▶ _Texte extrait_

((

Sélection Parole enregistrée et Documents sonores 2024
Vendredi 18 octobre 2024. Auditorium de la médiathèque Marguerite Yourcenar, Paris 15e. Pour la troisième année consécutive, la commission Parole enregistrée, Documents & Créations sonores y remet ses coups de cœur.
Une soirée mémorable pour quelque 120 personnes qui aura accueilli, sur un même plateau, Denis Podalydès, Daniel Mesguich, Charlotte Campana, Noam Morgensztern, Jean-Claude Drouot, Vincent Fernandel, Jean-Loup Horwitz, Jean-Paul Delore et un message vidéo de Neige Sinno.
Rendez-vous le 2 février 2025, Espace Robert Doisneau à Meudon-la-Forêt, pour découvrir les Grands prix de toutes les commissions.
Sélection proposée par la commission Parole enregistrée, Documents & Créations sonores :
Alain Fantapié, Jacques Fournier, coordinateur, Elvira Neto, Martine Pichard, Pascal Philippot, Van Ta-Minh, Cécile Trévian et Arnaud Vallée
Seul(e) en scène
L’Arlésienne / d’Alphonse Daudet
Daniel Mesguich
Frémeaux & Associés – 1 CD - 66’39
Un « seul en scène » hors normes. Enregistré lors du Festival d’Avignon, cette Arlésienne relève de la performance théâtrale que le comédien explique dans l’introduction : « De quoi s’agite-t-il là sinon de "voir les voix" et tenter de "les faire voir". L’art de la mise en scène attendra. »
Quand le théâtre devient voix et seulement voix : parce qu’ici Mesguich interprète, seul, tous les personnages du chef-d’œuvre de Daudet, non la courte nouvelle extraite du recueil Les Lettres de mon Moulin, mais ceux de la pièce créée trois ans plus tard, en 1872, sur une musique, devenue célèbre, de Georges Bizet.

))

▶ _Lignes fournies_
((

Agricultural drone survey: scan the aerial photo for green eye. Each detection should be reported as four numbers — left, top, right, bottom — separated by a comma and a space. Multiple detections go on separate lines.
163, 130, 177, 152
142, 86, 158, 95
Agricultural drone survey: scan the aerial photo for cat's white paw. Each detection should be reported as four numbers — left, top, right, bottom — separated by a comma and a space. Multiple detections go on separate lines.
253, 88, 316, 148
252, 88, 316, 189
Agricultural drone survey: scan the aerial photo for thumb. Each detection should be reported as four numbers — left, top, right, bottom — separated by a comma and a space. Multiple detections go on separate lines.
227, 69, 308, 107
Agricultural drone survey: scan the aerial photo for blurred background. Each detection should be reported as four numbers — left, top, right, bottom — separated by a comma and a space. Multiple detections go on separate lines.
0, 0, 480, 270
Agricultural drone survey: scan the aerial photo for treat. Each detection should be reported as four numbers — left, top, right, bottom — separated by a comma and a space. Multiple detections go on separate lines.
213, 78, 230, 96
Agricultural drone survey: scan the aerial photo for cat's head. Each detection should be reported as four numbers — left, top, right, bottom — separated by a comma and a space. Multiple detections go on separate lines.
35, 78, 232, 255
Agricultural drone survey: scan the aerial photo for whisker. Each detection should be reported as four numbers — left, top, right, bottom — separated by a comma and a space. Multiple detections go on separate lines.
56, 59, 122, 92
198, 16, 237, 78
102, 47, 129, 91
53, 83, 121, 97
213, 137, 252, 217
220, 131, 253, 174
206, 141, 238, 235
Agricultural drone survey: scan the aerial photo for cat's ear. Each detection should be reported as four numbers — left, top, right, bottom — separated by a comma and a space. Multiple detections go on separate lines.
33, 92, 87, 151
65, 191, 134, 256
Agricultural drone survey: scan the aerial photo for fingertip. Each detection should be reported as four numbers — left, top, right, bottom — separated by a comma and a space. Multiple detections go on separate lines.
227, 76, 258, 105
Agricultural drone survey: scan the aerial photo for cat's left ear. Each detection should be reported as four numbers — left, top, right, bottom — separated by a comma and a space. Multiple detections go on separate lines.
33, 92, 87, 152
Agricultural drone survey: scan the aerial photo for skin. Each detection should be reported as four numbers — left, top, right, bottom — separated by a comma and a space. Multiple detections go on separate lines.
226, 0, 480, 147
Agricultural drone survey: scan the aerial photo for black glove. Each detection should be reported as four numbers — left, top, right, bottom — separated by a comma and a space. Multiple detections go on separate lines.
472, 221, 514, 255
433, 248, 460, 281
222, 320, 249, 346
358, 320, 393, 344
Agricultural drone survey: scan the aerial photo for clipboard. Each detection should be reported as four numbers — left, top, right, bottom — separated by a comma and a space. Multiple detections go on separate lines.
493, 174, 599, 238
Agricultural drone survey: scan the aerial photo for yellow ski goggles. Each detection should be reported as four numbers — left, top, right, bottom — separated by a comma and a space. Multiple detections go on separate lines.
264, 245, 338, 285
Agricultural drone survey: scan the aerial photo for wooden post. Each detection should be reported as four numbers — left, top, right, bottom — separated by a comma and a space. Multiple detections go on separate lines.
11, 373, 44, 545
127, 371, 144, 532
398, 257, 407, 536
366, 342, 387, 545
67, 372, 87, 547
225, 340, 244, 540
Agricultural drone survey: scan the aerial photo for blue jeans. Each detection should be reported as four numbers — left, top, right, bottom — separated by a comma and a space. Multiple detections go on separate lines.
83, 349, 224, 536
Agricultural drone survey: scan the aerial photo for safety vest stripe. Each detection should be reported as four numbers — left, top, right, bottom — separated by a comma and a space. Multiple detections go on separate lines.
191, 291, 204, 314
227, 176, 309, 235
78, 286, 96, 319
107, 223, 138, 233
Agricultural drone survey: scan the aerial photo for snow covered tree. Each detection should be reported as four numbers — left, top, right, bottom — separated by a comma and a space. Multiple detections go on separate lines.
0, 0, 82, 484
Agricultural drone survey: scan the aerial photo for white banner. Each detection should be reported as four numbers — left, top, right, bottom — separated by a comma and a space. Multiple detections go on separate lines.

))

▶ _À faire_
A. Recopiez sans rien changer le passage du texte extrait qui commence par « Une soirée mémorable » et va jusqu'à « toutes les commissions. ».
B. D'après le texte extrait, en quelle année la pièce L'Arlésienne jouée par Daniel Mesguich a-t-elle été créée ?

▶ _Réponses_
A.
Une soirée mémorable pour quelque 120 personnes qui aura accueilli, sur un même plateau, Denis Podalydès, Daniel Mesguich, Charlotte Campana, Noam Morgensztern, Jean-Claude Drouot, Vincent Fernandel, Jean-Loup Horwitz, Jean-Paul Delore et un message vidéo de Neige Sinno.
Rendez-vous le 2 février 2025, Espace Robert Doisneau à Meudon-la-Forêt, pour découvrir les Grands prix de toutes les commissions.

B. En 1872.